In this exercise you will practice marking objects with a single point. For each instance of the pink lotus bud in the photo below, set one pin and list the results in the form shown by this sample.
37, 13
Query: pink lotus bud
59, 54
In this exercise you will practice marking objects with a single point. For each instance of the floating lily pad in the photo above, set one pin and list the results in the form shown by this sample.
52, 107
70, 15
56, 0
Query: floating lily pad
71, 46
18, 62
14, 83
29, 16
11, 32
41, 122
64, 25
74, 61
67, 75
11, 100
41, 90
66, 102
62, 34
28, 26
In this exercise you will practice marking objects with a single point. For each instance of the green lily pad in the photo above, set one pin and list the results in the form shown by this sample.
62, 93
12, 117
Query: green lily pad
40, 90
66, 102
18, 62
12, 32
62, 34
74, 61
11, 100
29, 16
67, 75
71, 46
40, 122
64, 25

To be done:
Reproduce each of the rows above verbatim, in the same order and with the same line breaks.

Response for this exercise:
In this exercise you will practice marking objects with a single point. For each instance of the pink lotus bud in the photo below, set one pin and list the results in the form shown by this sample.
37, 13
Query: pink lotus bud
59, 54
In this exercise you will practice marking objects with a single point. For each instance of the floating lily pad in the photo above, set one pin and list the results in the form shown by this sample.
52, 107
70, 15
56, 0
Query: floating lily pad
71, 46
18, 62
14, 83
29, 16
11, 32
41, 122
64, 25
74, 61
67, 75
11, 100
41, 90
66, 102
62, 34
28, 26
In this exercise you will practice marking objects with a single point. For each instance of the green lily pad in the photo above, set one pin and list the results in the form shown by this sample.
62, 93
12, 117
Query: green lily pad
40, 90
66, 102
18, 62
12, 32
62, 34
74, 61
11, 100
29, 16
67, 75
71, 46
40, 122
64, 25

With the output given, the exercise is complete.